#### Data provided
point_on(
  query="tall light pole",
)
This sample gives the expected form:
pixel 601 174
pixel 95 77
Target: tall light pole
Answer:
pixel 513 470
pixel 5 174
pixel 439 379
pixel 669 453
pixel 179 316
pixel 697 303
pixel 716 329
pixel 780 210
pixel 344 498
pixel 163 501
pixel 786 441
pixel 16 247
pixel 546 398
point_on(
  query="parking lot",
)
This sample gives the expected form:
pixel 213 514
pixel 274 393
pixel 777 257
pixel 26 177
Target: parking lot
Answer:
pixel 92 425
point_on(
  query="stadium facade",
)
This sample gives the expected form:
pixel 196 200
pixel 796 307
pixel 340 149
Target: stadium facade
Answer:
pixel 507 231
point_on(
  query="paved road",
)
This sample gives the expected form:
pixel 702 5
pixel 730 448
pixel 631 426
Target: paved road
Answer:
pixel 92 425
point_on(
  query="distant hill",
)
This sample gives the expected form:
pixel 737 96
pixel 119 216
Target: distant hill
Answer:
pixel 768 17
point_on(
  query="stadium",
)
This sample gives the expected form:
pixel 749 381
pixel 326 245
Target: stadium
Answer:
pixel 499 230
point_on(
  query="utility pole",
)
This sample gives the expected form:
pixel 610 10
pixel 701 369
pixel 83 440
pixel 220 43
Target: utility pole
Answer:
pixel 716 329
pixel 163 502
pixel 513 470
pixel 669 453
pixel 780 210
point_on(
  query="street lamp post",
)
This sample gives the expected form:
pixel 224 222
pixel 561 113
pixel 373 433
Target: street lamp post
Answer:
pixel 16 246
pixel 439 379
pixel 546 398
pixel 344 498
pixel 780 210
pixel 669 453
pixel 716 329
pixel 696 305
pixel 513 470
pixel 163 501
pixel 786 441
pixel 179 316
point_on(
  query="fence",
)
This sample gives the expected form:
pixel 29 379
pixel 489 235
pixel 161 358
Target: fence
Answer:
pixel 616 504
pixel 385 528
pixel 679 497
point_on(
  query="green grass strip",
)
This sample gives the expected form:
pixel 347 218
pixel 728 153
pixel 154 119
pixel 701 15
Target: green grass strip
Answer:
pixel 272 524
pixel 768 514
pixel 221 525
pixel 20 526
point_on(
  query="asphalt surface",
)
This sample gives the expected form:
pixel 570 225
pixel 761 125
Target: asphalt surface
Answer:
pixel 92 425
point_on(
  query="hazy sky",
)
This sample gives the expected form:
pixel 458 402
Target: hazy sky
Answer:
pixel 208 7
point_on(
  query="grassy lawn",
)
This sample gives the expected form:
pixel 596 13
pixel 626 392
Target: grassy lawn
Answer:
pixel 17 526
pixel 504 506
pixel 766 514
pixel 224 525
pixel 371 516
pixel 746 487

#### Work instruction
Show every line in the entries above that contains the string "lamp".

#### Task result
  query="street lamp post",
Target: street lamp post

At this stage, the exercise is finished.